- [課題内容 A]:
姉を見送った記録の本を紹介する提示文について、次の問いに答えてください。
(i) 本の表紙に使われたのは、どこから写した何の景色ですか。
(ii) 総合病院では、手術までの待ち時間はどれくらいだと言われましたか。
(iii) 紹介されている敦子さんの句は、いつからいつまでのものですか。
- [課題内容 B]: 姉を見送った記録の本を紹介する文章を、その最後の文に続けて書き継いでください。

┌─ 提示文

本
友人から本を頂いた。
これは裏表紙。作者の説明文から
『3年前に姉を見送った時のことを本にまとめた。表紙には一緒に育った生家の前から写した山の景色を使った。タンポポの畑で少女時代に首飾りを作って遊んだ思い出の場所である。
本の内容はホスピスでのことに限定しようかと考えたけれど、大病院での人間を無視したような現状を素通りできなくて、病院とホスピスの両方を書くことにした。ホスピスでのことは全部そのままに書き、病院でのことは感情を抑えて事実をさらっと書いた。書くことで気分が紛れるならそれも良いし、一庶民が見た医療現場とホスピスの生活を日記風に綴ってみた。
・・・・ホスピスの項では思い出すままに姉の顔を浮かべながら、時間をいとおしみながら書いた。
1年間も寝かせて出来上がった本だのに、手元に届けられた本のページを何故かまだ開けられない。書く事で全ての悲しみを出し切ったと思ったのに・・・悲しみの泉は涸れそうもない。』
お姉さまは、総合病院で癌の宣告を受けたのに「手術までの待ち時間は3ヶ月、進行性で無いから進んでも誤差の範囲です」と言われたのに、3ヵ月後にはもう亡くなっていました。医療ミスじゃない!って憤りを感じました。本は、淡々と医療の事実と愛情あふれる姉妹のふれあいを記しています。その抑えた表現が作者の姉に対する愛情をより強く深く感じさせます。お姉さまの句が、また心を打ちます。
2003年4月癌がわかったときから7月なくなるまでのお姉さま、敦子さんの句の一部です。
電話機も私も微熱 さつき咲く
検査着はブルー五月雨が続く
病む五月せめて明るいパジャマ着て
花の香 わっと死の扉を開ける
トルコ桔梗 姉妹の愛に包まれて
空気ピリピリと告知を聞いている
新緑の車窓 悪夢は覚めず
(ホスピスに入ってから)
錠剤ころころ 新緑に臥している
梅雨明けて祈り届かぬ千羽鶴
病室パーティー 夫のコロッケ加わって
もう会えぬかもしれないな握手
さらさらと別離の刻へ落ちる砂
万華鏡くるくる回る姉のほほえみ 京子
死について面と向かいたくない気持ちがあります。早くに亡くなった父や弟のことを思うとずいぶん生きてこれたなあという感謝の気持ちもあります。子供もいて次の世代にバトンタッチした気持ちもあります。生き散らかした人生を少し整理してから去りたいなあと思ったりもします。

└─
┌─ データ一覧

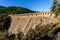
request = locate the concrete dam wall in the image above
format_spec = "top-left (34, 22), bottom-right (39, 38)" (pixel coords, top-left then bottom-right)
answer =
top-left (8, 12), bottom-right (58, 34)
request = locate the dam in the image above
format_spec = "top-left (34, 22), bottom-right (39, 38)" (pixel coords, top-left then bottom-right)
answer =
top-left (8, 12), bottom-right (58, 34)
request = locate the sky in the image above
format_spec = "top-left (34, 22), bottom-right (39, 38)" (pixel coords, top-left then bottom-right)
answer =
top-left (0, 0), bottom-right (53, 11)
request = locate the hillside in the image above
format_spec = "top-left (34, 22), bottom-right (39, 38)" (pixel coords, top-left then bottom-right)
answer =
top-left (0, 6), bottom-right (34, 14)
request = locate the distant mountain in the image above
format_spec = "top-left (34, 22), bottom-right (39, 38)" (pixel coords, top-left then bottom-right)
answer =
top-left (0, 6), bottom-right (34, 14)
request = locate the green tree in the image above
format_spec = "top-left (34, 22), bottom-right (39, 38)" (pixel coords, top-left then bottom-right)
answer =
top-left (17, 32), bottom-right (24, 40)
top-left (51, 0), bottom-right (57, 13)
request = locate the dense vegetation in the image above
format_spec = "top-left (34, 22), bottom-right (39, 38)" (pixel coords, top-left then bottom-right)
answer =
top-left (0, 0), bottom-right (60, 40)
top-left (51, 0), bottom-right (60, 16)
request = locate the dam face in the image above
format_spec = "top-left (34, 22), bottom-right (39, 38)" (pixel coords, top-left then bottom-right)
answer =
top-left (8, 12), bottom-right (58, 34)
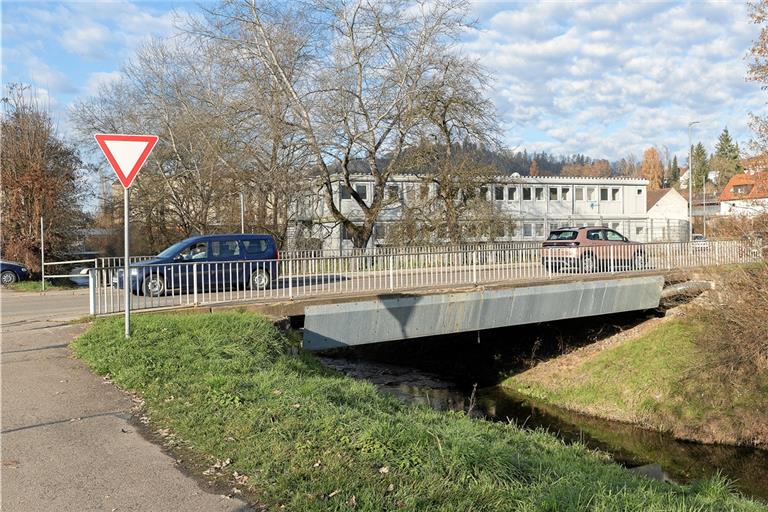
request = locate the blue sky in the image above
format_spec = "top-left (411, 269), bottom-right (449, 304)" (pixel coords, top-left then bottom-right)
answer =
top-left (2, 1), bottom-right (766, 160)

└─

- [回答結果 A]:
(i) 一緒に育った生家の前から写した山の景色です。
(ii) 3ヶ月です。
(iii) 2003年4月に癌がわかったときから、7月に亡くなるまでのものです。

- [回答結果 B]:
死に直面することの多かった若いころ絵のテーマは「人間存在のはかなさ」でした。美しい裸婦を使って空虚さを表現してるつもりでした。顔の表情で。子供が生まれてからは、はかなさから離れていましたが、今は、また違う意味で年取った周りの人たちがなくなっていくのを見て人間が消えなくてはならない怖さを感じています。
同じとき私は乳がんになってすぐ手術して今は3年になるけど元気にしています。
でもはじめにいった病院は、少し疑って精密検査もしたけど「たぶん脂肪腫と思いますが、様子を見ましょう」といった。医者の友人によくても悪くてもセカンドオピニオンに行くべきだといわれていたのですぐその足で有名な乳腺外来のあるところに行くと同じレントゲン見て「多分乳がんだとおもわれるから精密検査します」あのまま様子を見ていたら、それでもすでに2期だといわれてたので怖いことになっていたと思います。
私は17歳のときに上顎癌(「愛と死を見つめて」ですぐ前の年に有名になってた病気)の手術をしてますがそのときは90パーセント無理だといわれていたそうです。
若い主治医が母に惚れて功名心とで必死でまだ治った例のほとんど無かった病気をアメリカの文献を見てモルモットのごとく色々やって若くて丈夫だった私の体力もあって生き残ったのでした。
でも私が死んでたら弟は死んでなかったかもしれませんから何がよくて何が悪かったかはわかりませんが。
この友人の本は、訴えてもいいような医療に関する怒り(一生懸命やってる医者も沢山いるし凄く忙しいこともわかるけど)を感じましたが、家族の愛を大きく感じ切ない気持ちです。家族がいるって言うのはいいなあ。私の家族は少なすぎるなあ。